**Reading text:**
Segment Open
Triple negative breast cancers: expanding the frontiers of the struggle

The diagnostic progress made in recent years has enabled us to diagnose several different types of breast cancer. For the most common ones - hormone-dependent breast cancers and “HER+” cancers - there are now very effective targeted therapies. 15% of patients have what's known as “triple negative” breast cancer, meaning that there is no known marker at the surface of cancer cells that is liable to respond to a known targeted therapy. “The women affected are often younger than average,” points out Prof Martine Piccart, an international specialist in breast cancer. “In some cases, it is a hereditary form of breast cancer, with a genetic mutation (of the BRCA1 or BRCA2 genes).”
“When the doctor told me I had triple-negative breast cancer, I thought ‘Great, that means no hormone therapy,’” recalls Mélanie, a former patient at Institut Curie, treated in 2011 at the age of 33. “But when I saw my doctor’s face I soon understood that it was not necessarily good news!” Indeed, around half of triple-negative breast cancers respond well to classic chemotherapy treatment, the other half are likely to develop resistance, which makes this cancer much more difficult to treat. The relapse rate is also quite high during the two years after the end of treatment.
“The urgent issue today is to find treatments that work for these women,” explains Prof Piccart. “There is hope, and a large number of protocols today focus on these tumors, especially in immunotherapy.” In order to succeed, researchers must first know more and understand more about triple-negative tumors. “Institut Curie has two major assets for developing this type of research,” explains Martine Piccart. It treats very many patients suffering from breast cancer and therefore has a large number of tumor samples to study. Institut Curie also has extraordinary laboratories for studying the mechanisms of the immune system and what the cancer cell does to thwart them. It may play a pioneering roles in the establishment of an ambitious research protocol, to answer very important questions, such as which is the best chemotherapy to offer? Who needs immunotherapy in addition? Why don’t these treatments work for everyone?”
Segment Closed
**Supplied material:**
Segment Open
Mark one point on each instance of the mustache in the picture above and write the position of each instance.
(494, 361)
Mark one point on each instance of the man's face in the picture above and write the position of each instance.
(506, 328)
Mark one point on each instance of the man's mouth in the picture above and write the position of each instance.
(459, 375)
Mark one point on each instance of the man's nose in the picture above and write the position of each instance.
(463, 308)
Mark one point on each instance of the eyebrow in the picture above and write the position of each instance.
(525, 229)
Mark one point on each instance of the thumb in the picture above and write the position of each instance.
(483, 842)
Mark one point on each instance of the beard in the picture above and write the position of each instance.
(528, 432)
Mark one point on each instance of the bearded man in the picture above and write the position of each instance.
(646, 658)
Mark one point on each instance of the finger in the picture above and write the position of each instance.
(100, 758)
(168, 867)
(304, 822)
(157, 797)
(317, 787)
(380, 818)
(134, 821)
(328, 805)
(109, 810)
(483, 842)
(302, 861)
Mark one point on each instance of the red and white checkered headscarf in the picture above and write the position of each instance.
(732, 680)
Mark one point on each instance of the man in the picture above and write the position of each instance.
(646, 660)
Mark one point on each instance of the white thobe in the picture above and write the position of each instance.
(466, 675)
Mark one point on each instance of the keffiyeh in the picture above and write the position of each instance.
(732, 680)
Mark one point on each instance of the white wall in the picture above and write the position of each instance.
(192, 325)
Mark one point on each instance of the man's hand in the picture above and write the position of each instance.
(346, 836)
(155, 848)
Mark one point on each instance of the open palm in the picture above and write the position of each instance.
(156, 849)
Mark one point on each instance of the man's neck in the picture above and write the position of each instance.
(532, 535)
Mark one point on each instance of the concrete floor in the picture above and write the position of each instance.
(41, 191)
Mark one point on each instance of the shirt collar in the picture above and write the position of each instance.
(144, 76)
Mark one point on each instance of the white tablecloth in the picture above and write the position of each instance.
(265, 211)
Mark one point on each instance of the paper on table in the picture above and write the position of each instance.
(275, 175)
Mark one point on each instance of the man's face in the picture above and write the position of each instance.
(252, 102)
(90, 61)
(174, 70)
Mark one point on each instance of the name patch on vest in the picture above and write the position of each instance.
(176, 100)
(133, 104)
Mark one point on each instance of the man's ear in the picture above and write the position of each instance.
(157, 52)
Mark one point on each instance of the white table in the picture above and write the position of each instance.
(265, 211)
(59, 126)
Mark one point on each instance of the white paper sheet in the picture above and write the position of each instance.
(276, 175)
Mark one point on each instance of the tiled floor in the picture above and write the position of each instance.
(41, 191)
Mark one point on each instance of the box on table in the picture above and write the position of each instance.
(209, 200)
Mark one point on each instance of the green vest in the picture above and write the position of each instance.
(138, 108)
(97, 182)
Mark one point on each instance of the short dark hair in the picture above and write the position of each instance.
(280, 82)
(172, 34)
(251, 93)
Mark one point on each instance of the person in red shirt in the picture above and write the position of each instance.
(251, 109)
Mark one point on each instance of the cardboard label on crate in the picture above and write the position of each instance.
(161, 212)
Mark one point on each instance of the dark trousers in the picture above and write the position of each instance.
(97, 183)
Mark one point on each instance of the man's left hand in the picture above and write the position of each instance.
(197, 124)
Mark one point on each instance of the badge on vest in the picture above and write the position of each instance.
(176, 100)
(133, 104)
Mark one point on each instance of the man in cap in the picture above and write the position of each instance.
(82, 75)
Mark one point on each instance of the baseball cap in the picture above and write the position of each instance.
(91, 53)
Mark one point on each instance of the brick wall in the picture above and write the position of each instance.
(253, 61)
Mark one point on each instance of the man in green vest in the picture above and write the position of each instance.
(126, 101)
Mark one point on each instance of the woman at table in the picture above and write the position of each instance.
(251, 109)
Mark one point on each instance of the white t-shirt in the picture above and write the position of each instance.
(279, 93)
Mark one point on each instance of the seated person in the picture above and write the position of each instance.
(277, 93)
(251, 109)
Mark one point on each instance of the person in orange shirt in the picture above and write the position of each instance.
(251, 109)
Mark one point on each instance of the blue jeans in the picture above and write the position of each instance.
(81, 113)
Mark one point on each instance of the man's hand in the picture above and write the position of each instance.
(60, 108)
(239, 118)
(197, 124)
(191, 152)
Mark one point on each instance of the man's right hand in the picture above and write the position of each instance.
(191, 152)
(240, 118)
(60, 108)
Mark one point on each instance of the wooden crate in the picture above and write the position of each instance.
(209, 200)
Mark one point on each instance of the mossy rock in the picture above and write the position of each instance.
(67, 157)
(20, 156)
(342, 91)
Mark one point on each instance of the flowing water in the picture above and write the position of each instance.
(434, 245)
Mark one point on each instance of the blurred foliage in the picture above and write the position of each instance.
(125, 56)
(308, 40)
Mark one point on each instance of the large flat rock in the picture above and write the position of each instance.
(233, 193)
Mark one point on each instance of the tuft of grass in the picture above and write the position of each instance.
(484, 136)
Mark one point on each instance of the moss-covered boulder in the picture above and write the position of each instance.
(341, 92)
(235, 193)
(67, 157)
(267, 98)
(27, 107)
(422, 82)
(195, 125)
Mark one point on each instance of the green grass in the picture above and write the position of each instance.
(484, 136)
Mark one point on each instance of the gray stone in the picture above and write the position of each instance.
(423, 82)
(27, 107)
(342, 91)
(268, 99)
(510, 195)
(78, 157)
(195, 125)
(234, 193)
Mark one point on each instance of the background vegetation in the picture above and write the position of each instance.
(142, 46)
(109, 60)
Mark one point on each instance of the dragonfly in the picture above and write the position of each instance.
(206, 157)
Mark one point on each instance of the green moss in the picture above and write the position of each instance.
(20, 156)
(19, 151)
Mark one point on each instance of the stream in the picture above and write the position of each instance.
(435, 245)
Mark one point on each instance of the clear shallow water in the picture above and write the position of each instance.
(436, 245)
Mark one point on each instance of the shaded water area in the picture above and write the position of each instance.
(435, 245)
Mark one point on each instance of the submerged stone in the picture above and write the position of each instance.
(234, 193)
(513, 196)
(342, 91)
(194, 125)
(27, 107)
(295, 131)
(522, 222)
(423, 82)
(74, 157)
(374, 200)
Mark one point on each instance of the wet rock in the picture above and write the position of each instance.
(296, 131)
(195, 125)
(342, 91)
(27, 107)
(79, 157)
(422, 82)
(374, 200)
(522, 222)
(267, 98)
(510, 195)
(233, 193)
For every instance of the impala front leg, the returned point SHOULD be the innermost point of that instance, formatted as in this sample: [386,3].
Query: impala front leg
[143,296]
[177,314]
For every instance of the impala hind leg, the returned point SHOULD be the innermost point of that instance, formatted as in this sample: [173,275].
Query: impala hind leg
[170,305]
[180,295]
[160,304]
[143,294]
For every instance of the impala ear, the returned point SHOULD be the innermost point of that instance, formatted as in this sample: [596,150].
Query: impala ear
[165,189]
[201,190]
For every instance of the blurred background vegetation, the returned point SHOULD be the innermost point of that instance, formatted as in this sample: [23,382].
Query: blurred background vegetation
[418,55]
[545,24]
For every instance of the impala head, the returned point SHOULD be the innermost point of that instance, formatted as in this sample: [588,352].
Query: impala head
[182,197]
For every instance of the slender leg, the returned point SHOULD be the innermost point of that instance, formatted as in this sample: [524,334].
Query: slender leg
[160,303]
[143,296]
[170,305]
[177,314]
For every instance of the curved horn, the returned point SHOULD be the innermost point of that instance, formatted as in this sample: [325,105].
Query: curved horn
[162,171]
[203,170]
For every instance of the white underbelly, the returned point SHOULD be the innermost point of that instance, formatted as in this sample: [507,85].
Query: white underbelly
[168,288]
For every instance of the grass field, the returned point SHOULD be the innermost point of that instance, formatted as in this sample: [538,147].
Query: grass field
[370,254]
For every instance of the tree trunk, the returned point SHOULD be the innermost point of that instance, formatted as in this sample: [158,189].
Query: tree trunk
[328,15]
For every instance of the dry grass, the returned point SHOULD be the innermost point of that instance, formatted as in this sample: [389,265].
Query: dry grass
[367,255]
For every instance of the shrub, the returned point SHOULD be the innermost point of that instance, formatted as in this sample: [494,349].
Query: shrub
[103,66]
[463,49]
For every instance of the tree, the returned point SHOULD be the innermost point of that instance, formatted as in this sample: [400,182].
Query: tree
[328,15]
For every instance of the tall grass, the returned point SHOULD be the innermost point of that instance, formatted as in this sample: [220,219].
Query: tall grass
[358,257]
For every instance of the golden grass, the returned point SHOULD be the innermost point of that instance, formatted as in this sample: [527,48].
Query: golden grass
Segment Closed
**Tasks for this exercise:**
[1] In the text on triple-negative breast cancer, what share of patients have this form of the disease?
[2] Please resume the text on triple-negative breast cancer after its final sentence and carry it forward.

**Results in order:**
[1] 15% of patients

[2]
The researcher Fatima Mechta-Grigoriou, head of the “Stress and cancer” Inserm/Institut Curie laboratory, has been trying for several years to answer these questions. “When I joined Institut Curie in 2005, and thanks to the proximity to physicians, I started to become interested in triple-negative breast cancers,” explains Fatima. “My team’s work helped to develop several promising leads.” Among its most recent projects, her team has “discovered a population of cells that prevents immunotherapy from being effective. By identifying the patients in whom these cells are present, we can then target these cells to prevent then from acting. Immunotherapy therefore becomes effective,” concludes Fatima. Another priority for Prof Piccart: “To identity “triple-negative” patients for whom immunotherapy will provide no benefit, since chemotherapy alone leads to recovery. And here there is a real lack of research, since the pharmaceutical industry is clearly not interested, as this would involve fewer treatments. And here again it is academic research, and institutions such as Institut Curie, that can make a difference.”
Mélanie, a former patient: “Today I’m feeling great”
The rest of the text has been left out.